### [WRITTEN INSTRUCTION]
Can you lay out the lines of the records between the line containing "target: reflection in window" and the line containing "POLYGON ((291 56, 291", inclusive, as a numbered list with blank lines left out?

Entries from a dataset
** start **
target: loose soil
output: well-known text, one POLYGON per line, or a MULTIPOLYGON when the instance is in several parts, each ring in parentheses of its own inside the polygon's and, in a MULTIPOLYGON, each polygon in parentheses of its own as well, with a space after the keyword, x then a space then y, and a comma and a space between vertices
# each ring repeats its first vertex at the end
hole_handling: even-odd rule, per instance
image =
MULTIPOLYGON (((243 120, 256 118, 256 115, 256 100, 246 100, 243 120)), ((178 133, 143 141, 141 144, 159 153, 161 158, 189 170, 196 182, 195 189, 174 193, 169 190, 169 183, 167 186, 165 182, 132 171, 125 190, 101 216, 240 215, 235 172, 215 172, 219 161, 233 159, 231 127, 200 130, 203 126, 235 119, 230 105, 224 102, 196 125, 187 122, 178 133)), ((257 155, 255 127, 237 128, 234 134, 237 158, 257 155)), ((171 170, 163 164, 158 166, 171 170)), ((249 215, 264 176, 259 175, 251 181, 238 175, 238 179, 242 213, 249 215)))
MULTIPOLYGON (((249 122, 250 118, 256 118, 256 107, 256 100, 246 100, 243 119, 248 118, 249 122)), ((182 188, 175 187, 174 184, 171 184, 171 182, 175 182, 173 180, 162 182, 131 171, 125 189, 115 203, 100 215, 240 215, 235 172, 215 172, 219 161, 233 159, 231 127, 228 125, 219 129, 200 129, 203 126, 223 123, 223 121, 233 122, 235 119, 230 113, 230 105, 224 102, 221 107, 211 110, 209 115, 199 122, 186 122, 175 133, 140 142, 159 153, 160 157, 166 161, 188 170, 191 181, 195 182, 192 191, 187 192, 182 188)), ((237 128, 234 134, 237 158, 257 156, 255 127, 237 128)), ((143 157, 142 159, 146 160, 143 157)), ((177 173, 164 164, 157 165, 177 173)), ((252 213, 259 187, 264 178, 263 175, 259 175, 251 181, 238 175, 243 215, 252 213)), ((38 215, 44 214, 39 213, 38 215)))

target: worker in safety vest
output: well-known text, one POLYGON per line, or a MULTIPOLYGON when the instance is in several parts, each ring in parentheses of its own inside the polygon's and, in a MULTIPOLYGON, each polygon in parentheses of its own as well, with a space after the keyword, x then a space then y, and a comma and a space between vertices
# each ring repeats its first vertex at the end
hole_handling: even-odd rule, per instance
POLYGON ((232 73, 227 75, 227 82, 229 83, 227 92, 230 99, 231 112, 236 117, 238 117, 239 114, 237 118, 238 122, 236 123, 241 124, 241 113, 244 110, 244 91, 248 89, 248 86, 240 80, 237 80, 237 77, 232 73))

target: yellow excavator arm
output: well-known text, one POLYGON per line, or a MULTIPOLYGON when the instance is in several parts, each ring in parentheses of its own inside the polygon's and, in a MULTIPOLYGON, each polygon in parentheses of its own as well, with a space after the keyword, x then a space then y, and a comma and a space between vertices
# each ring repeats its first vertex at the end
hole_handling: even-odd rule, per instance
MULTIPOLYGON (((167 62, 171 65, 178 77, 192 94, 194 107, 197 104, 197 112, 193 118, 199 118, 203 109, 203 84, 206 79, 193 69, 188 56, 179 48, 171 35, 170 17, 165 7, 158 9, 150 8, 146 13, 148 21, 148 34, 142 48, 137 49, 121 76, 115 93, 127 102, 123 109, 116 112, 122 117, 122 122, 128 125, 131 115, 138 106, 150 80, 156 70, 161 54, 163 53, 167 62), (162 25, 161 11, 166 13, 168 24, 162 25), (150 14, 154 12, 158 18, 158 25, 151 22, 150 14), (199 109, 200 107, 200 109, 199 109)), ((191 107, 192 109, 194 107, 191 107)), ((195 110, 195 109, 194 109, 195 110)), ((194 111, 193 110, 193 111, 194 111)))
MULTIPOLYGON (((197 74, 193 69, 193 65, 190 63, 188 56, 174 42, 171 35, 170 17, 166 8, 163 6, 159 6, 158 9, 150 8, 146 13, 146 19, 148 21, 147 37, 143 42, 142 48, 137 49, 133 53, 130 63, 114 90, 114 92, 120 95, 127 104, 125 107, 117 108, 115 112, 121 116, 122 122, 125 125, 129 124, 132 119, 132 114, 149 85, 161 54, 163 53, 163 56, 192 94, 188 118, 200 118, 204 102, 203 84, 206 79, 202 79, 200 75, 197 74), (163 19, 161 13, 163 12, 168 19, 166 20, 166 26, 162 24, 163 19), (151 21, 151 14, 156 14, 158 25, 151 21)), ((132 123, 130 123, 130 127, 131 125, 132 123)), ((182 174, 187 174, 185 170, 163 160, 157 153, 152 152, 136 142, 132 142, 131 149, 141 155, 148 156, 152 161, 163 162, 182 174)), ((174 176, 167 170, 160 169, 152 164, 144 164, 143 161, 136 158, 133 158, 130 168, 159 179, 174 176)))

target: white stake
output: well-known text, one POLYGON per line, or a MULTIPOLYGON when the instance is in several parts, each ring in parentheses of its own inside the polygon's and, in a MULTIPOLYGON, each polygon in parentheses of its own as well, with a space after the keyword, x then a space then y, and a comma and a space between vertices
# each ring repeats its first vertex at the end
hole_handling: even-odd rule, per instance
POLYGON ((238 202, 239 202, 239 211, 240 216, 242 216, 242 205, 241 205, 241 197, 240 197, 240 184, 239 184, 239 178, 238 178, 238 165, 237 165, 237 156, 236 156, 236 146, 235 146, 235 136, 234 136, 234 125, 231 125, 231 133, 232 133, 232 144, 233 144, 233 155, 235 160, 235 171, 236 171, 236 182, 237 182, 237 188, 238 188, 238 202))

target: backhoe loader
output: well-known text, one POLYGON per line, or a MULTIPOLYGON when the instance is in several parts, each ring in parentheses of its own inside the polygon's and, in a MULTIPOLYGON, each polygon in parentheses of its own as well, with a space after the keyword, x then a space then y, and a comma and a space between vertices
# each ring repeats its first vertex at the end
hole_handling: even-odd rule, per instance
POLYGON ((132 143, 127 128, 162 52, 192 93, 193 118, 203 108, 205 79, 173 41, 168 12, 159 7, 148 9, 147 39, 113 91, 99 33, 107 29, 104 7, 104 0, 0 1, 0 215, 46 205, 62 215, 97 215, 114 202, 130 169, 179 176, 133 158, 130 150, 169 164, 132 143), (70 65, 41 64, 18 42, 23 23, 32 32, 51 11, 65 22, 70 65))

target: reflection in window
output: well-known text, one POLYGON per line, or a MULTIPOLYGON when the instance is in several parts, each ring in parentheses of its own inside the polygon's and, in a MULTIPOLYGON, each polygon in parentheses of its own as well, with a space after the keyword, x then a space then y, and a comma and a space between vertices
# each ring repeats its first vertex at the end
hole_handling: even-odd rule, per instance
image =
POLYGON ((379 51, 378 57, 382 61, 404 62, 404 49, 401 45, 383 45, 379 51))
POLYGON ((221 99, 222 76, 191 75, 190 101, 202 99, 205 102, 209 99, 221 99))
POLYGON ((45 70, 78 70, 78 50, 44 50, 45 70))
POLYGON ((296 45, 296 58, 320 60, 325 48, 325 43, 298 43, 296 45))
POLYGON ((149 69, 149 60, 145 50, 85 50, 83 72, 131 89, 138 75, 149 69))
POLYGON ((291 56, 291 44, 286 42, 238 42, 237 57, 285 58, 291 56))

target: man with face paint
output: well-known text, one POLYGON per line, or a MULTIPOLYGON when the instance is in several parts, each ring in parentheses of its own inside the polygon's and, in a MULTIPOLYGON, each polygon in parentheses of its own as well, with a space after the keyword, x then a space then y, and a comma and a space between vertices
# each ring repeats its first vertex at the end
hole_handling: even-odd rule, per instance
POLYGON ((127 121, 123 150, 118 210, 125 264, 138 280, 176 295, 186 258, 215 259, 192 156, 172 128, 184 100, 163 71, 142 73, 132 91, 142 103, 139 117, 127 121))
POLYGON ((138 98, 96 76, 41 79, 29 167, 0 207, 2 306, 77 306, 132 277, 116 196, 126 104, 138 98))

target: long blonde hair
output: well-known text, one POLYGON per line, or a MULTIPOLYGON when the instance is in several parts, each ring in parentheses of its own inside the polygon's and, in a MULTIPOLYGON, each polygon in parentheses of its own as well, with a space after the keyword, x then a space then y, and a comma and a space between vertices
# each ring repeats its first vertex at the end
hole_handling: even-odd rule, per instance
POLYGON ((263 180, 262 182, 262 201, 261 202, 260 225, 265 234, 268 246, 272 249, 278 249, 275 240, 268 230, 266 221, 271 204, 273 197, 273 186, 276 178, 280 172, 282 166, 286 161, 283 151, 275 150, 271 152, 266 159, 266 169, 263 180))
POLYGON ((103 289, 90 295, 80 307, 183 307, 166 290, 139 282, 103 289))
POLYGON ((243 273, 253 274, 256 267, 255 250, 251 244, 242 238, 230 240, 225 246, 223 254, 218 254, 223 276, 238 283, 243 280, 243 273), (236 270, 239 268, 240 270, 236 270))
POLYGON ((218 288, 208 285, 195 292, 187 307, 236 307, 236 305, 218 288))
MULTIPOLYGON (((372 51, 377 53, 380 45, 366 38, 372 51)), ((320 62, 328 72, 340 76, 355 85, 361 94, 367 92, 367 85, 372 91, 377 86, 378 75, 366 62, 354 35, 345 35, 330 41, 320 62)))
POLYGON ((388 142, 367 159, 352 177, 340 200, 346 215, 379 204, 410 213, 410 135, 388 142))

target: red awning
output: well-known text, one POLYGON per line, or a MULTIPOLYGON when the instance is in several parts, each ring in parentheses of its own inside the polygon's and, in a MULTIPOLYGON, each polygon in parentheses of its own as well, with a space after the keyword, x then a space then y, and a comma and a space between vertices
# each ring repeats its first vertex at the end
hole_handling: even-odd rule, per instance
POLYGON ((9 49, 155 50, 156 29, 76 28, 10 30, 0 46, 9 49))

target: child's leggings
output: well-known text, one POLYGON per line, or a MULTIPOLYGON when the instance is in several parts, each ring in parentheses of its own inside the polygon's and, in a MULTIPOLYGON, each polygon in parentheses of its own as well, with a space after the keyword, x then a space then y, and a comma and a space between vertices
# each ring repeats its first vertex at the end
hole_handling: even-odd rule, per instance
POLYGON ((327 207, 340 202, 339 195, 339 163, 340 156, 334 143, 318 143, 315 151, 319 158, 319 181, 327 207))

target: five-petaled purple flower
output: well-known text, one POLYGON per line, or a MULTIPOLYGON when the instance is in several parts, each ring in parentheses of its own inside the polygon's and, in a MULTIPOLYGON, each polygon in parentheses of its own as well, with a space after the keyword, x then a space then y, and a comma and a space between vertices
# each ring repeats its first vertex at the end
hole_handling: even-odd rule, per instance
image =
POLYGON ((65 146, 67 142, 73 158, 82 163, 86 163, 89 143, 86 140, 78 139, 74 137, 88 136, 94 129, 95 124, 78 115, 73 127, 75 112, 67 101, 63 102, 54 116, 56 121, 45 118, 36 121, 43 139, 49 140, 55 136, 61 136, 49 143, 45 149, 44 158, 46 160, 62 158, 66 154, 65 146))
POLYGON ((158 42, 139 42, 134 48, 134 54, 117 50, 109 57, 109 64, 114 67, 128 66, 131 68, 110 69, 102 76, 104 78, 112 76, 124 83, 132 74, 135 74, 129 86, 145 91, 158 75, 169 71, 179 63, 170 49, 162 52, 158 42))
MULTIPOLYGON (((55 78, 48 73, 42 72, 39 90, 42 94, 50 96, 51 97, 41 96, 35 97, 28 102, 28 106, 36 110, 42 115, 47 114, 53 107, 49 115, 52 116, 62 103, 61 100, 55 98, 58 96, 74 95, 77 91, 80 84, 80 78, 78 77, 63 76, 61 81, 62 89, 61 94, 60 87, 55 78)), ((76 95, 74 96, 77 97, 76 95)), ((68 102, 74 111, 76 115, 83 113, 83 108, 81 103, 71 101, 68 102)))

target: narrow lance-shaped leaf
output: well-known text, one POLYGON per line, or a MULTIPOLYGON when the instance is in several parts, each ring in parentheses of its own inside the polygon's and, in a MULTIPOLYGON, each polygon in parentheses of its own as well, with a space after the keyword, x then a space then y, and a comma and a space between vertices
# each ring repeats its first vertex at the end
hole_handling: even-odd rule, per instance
** end **
### [SOLUTION BELOW]
1. target: reflection in window
2. output: well-known text, one POLYGON per line, or a MULTIPOLYGON when the instance is in several parts, each ring in parentheses of its own inside the polygon's and, in a MULTIPOLYGON, each polygon in parentheses of its own as well, with a space after the keyword, x then a space then y, and a comma and a space between vertices
3. # each ring repeats its first vertex at the end
4. hole_handling: even-odd rule, per instance
5. image =
6. POLYGON ((379 51, 378 57, 382 61, 404 62, 404 49, 401 45, 383 45, 379 51))
7. POLYGON ((221 99, 222 76, 191 75, 190 101, 202 99, 205 102, 209 99, 221 99))
8. POLYGON ((45 70, 78 70, 78 50, 44 50, 45 70))
9. POLYGON ((296 45, 296 58, 320 60, 325 48, 325 43, 298 43, 296 45))
10. POLYGON ((149 69, 149 60, 145 50, 85 50, 83 72, 131 89, 138 75, 149 69))
11. POLYGON ((291 56, 291 44, 286 42, 238 42, 237 57, 285 58, 291 56))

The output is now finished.